----- MATERIALS PROVIDED -----

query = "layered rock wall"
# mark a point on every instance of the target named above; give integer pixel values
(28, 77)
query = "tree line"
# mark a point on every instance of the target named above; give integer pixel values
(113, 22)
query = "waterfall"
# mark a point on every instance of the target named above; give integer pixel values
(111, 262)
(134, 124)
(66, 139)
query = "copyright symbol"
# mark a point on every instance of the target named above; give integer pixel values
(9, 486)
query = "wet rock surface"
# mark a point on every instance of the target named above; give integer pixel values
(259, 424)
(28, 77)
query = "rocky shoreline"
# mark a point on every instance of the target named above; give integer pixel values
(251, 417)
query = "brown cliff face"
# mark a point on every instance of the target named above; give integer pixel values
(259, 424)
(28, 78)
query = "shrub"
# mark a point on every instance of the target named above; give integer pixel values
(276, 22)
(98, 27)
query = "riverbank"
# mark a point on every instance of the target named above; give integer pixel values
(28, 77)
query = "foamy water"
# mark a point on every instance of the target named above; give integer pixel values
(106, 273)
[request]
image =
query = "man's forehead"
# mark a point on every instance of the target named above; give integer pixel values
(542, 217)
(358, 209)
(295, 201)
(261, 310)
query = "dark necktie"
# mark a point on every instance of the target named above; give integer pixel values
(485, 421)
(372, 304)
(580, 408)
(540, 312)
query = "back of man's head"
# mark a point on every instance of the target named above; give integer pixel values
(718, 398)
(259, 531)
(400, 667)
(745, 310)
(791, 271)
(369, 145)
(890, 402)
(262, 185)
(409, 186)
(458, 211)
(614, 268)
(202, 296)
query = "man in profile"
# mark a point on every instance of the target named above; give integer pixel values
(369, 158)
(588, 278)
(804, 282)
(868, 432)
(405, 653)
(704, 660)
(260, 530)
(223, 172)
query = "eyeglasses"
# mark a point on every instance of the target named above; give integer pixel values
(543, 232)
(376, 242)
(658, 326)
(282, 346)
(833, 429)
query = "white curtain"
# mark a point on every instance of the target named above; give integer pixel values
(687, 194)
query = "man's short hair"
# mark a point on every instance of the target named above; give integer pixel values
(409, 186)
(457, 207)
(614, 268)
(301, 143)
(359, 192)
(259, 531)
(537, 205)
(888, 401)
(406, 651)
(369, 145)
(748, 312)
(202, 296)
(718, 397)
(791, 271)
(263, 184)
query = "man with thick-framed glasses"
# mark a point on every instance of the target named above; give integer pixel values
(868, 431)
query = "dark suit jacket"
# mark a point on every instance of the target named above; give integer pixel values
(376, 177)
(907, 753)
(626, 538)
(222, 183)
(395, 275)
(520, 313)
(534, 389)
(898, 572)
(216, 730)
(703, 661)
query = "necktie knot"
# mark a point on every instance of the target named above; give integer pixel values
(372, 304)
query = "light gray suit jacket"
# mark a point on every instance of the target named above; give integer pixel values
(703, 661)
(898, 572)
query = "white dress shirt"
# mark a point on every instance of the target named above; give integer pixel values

-----

PROBLEM TO WORK ON -
For each line above that includes the word "suit", make a copy of that line.

ANSWER SPACE -
query = "dark suit jacket"
query = "light gray suit jacket"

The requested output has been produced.